======== Entries shown ========

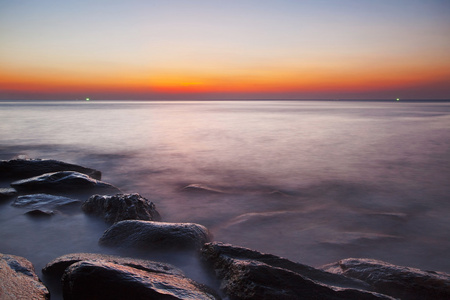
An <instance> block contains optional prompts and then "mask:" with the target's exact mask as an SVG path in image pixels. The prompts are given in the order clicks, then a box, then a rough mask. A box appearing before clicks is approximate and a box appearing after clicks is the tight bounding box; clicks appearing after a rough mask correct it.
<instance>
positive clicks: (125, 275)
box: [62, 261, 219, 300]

========
======== Entries shown ========

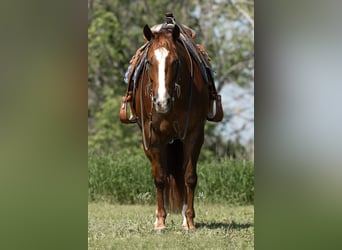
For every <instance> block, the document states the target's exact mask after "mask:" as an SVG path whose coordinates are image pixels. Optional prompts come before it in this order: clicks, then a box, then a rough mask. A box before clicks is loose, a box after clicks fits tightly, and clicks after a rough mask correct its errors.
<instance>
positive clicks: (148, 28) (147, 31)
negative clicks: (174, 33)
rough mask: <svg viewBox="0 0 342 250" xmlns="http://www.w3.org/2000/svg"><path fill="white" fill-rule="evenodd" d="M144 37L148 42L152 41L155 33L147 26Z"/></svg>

========

> _Your task_:
Copy the lines of the data above exactly as written, beginning with the line containing "An <instance> block" and ending with the line containing "box: [62, 261, 219, 300]", and leave out all other lines.

> _Solved problem_:
An <instance> block contains optional prompts and then "mask:" with the target's exact mask as an SVG path in image pixels. The prompts are given in the order clicks, then a box, then a rough mask. A box appearing before clicks is approximate and a box appearing after clicks is the tight bounding box; clicks appearing after a rough mask correct it.
<instance>
positive clicks: (125, 275)
box: [62, 261, 219, 300]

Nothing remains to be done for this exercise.